▸ Work to complete: Reproduce only the lines that run from the line containing "Would you be so kind as to point out the metal" to the end of the entries below, exactly as they stand.

*** Opening of Records supplied ***

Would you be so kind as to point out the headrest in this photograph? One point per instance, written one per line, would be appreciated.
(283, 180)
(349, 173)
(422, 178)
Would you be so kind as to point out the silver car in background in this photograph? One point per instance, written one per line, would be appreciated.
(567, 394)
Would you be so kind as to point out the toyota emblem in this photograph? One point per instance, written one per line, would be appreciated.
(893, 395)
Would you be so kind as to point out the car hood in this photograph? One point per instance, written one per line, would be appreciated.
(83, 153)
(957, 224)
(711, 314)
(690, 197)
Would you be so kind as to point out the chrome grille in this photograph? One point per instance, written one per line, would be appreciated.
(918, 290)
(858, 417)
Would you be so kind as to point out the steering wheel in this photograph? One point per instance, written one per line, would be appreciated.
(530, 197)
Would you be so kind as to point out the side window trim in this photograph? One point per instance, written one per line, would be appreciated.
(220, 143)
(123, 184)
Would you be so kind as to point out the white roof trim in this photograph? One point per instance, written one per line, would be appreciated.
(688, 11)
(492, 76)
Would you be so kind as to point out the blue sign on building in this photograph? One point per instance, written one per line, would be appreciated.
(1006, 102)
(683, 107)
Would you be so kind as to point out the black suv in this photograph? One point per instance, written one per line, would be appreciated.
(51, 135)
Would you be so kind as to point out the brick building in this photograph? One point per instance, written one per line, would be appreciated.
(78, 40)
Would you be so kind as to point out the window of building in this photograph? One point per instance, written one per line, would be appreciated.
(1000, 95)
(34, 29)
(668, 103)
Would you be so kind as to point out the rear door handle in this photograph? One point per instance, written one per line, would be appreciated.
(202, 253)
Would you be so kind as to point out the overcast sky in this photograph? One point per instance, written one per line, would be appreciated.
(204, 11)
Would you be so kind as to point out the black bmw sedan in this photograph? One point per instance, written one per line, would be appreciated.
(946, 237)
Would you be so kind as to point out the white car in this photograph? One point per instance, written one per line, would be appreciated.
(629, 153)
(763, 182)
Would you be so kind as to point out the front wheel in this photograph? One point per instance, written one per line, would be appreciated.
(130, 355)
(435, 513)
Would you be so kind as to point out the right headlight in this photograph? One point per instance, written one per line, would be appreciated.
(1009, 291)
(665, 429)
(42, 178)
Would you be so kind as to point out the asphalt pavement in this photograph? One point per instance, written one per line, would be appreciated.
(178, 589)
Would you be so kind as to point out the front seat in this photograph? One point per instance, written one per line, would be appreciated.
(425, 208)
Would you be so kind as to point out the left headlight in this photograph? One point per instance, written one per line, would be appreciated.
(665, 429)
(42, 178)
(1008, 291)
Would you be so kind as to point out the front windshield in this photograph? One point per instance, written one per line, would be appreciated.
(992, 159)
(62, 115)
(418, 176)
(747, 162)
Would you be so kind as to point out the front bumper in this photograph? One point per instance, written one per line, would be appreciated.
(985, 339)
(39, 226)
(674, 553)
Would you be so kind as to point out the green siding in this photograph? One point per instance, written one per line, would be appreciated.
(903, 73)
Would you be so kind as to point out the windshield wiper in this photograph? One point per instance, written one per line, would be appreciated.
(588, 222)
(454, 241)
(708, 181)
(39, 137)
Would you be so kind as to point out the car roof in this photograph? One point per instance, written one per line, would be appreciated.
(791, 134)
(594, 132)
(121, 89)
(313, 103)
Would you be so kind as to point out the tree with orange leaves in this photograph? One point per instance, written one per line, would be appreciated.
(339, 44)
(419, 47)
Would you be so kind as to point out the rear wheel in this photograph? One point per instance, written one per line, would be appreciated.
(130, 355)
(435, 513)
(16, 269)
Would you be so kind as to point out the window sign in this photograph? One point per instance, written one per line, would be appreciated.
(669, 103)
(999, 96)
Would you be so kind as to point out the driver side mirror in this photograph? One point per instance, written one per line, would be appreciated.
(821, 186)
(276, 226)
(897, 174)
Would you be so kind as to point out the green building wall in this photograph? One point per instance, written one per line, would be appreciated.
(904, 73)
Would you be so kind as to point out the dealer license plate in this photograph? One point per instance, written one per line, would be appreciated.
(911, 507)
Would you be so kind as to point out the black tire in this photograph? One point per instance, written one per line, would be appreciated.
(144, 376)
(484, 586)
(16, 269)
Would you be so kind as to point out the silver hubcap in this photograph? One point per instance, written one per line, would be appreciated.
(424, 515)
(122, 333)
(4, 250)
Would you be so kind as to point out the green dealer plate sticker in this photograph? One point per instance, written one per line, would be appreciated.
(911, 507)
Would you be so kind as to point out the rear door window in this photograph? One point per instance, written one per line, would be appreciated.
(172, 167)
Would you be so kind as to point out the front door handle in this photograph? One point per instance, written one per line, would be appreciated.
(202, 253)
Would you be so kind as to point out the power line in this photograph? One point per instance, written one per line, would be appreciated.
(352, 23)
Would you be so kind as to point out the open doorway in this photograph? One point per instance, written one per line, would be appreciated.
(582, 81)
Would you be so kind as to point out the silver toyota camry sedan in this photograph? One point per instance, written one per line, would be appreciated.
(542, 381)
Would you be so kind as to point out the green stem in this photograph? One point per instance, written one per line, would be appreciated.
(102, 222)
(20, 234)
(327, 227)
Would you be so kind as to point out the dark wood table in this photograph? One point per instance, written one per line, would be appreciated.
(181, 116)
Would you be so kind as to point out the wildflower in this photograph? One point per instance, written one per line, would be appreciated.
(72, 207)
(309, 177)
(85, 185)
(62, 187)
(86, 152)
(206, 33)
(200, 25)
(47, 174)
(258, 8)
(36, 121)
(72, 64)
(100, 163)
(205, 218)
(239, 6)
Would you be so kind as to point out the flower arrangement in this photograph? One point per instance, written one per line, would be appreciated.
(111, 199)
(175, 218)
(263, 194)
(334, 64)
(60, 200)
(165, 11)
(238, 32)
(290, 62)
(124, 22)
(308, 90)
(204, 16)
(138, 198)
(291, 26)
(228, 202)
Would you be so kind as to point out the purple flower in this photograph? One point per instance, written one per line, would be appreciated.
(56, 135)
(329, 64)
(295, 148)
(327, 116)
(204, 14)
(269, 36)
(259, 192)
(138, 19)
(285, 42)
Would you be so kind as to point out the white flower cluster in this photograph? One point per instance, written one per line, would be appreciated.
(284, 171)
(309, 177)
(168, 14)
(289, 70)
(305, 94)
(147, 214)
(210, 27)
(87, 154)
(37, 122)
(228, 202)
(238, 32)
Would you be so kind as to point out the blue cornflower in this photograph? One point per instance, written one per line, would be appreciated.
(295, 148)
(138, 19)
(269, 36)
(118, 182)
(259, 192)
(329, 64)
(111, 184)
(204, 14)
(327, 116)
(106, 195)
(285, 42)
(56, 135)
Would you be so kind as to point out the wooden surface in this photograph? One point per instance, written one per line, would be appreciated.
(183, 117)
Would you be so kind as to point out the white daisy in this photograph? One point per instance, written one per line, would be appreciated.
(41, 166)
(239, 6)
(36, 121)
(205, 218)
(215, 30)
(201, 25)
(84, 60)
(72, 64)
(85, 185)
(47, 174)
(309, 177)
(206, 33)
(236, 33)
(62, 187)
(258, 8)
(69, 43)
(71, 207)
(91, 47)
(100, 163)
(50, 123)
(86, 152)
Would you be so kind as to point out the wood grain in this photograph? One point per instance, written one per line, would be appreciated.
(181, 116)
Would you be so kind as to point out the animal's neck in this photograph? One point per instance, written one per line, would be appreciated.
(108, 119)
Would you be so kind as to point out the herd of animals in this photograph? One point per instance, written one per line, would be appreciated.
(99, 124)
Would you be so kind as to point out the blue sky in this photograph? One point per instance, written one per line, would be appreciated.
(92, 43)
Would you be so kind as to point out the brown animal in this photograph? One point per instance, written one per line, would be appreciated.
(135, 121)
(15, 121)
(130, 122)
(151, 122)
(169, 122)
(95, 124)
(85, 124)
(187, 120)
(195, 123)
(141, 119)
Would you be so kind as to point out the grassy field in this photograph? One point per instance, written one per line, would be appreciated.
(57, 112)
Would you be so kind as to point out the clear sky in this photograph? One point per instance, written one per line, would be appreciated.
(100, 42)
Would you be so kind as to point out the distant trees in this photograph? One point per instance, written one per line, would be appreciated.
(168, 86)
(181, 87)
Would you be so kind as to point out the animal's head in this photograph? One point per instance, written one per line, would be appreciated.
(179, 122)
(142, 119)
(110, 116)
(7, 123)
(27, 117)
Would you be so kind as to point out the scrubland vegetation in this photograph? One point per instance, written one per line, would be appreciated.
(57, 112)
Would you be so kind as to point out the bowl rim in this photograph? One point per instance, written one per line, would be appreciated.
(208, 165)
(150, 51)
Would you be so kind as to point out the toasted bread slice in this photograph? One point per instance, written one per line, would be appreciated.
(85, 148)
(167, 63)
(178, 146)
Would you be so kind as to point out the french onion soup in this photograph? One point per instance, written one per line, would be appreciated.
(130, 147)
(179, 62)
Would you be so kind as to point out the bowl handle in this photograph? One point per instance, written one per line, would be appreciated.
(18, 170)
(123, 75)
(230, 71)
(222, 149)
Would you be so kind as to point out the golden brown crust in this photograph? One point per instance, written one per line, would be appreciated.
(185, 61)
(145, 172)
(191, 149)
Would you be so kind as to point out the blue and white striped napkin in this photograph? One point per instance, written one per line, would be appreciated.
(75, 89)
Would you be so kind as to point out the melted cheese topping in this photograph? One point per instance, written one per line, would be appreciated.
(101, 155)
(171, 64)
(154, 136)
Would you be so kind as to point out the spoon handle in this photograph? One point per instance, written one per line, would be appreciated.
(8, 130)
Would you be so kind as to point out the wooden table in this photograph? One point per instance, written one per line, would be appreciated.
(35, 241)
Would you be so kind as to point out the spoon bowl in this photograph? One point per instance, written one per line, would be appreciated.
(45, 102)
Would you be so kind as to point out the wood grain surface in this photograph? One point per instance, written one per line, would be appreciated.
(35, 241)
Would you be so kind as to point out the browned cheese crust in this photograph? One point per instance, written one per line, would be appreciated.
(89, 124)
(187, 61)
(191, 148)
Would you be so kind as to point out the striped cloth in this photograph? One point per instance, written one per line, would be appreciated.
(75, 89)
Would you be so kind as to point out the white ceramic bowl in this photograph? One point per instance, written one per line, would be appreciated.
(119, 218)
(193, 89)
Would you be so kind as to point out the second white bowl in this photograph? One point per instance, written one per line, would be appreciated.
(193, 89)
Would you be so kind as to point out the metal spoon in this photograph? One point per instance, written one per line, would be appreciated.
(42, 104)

*** Close of Records supplied ***

▸ Response below:
Would you be so kind as to point out the metal spoon in this photograph? One point per instance, written one per line, would be appreciated.
(42, 104)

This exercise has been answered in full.